» **Exercise**
Using the text about Jacobs's novels, decide whether each statement agrees with it: (a) The novel about the Cardiff Giant is based on a hoax from 1869. (b) Summer on a Mountain of Spices is set in the Adirondack Mountains. (c) The essayist for the St. James Guide to Science-Fiction Writers describes Jacobs as a prolific writer. For each, answer yes or no and quote the deciding words of the text.

» **Extracted text**

<<<<

The main character of American Goliath: Inspired by the True, Incredible Events surrounding the Mysterious Marvel known to the Astonished World As the Cardiff Giant is George Hull, who is inspired to mischief by a preacher's claim that there were giants in America at the time described in the biblical Book of Genesis. Hull takes advantage of the fact that there is an archaeological dig nearby, and has sculptors create bogus fossils of giants. The "find" creates waves that are so big, even P. T. Barnum is envious. The story is further animated by the appearance of such figures as Ralph Waldo Emerson, Oliver Wendell Holmes, and John D. Rockefeller. Jacobs's novel is based on the actual events surrounding the Cardiff Giant Hoax of 1869. A Publishers Weekly reviewer wrote that "this quaint tapestry is further enlivened with enough lewd misbehavior to put a smile on even the stoniest face." Linda Barrett Osborne called the book "entertaining and clever" in her Chicago Sun-Times review. Further, she observed, "In his cynical assessment of human nature, George puts his finger on a certain truth—that a country just emerging from civil war needs to believe in miracles, in healing." William O'Rourke, reviewing the book for the World and I, found it to be "an entirely successful satire" and "a riot of dedicated humbug and slapstick denunciation."
In addition to his more fantastical writing, Jacobs has also written the novel Summer on a Mountain of Spices, set in the Catskill Mountains of New York and recounting a typical tourist season at one of the many resort hotels in the region. The novel has become, according to Phil Brown, in an interview with Jacobs posted at the Catskills Institute Web site, "an underground favorite . . . with the Catskill reading crowd." Jacobs explained to Brown why he chose to write about the Catskills: "Everything I'd read or seen about the so-called Jewish Alps struck me as hoaky and one-dimensional and I wanted to do something more worthy, meaningful and honest. There was also the fact that my family ran one of those small family hotels and the people involved were not getting any younger. I suppose part of my motivation was to give them some small gift."
"Jacobs is not a prolific writer, but he is a uniformly good one . . . ," explained the essayist for the St. James Guide to Science-Fiction Writers. "His voice, though infrequently heard, is one of intelligent wit and an insightful perception of humanity's gift for the absurd, and his reputation in the field, considering the relatively small size of his genre work, is a testimony to the impact those few stories have made on readers."
BIOGRAPHICAL AND CRITICAL SOURCES:
BOOKS
St. James Guide to Science-Fiction Writers, 4th edition, St. James Press (Detroit, MI), 1996.
PERIODICALS
Chicago Sun-Times, November 23, 1997, Linda Barrett Osborne, review of American Goliath: Inspired by the True, Incredible Events surrounding the Mysterious Marvel Known to the Astonished World As the Cardiff Giant, p. 25.
Locus, February, 1993, p. 25.
Los Angeles Times Book Review, January 10, 1993, James Sallis, review of Beautiful Soup: A Novel for the Twenty-first Century, p. 6.
Magazine of Fantasy and Science Fiction, June, 1998, Robert K. J. Killheffer, review of American Goliath, p. 39.
Nation, September 22, 1969, p. 287.
New York Times Book Review, December 14, 1969, p. 44.
Publishers Weekly, August 11, 1997, review of American Goliath, p. 382.
Washington Post Book World, December 21, 1980, p. 4.
World and I, February, 1998, William O'Rourke, review of American Goliath, p. 279.

>>>>

» **Excerpted records**
<<<<

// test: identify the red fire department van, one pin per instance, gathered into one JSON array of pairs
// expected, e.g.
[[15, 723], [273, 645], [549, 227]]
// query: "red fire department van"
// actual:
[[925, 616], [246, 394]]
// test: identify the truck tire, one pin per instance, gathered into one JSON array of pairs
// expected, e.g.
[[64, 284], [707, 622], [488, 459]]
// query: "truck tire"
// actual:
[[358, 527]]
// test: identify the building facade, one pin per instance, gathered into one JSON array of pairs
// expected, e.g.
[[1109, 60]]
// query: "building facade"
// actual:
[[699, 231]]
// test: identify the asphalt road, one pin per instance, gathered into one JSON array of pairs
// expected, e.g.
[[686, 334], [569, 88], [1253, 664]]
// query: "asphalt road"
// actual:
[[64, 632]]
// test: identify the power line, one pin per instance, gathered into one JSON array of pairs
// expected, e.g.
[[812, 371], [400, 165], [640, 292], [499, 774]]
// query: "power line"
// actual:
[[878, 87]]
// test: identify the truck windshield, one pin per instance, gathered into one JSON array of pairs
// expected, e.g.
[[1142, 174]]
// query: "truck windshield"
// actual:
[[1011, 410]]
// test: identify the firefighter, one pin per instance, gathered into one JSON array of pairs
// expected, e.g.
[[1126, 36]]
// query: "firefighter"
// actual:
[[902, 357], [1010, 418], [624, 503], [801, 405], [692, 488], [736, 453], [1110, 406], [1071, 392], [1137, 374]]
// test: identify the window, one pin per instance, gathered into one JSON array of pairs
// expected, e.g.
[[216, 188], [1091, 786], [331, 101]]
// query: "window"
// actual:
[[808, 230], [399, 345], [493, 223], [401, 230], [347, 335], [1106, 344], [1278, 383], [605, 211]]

>>>>

» **Worked solution**
(a) Yes: "Jacobs's novel is based on the actual events surrounding the Cardiff Giant Hoax of 1869."
(b) No: "set in the Catskill Mountains of New York"
(c) No: "Jacobs is not a prolific writer"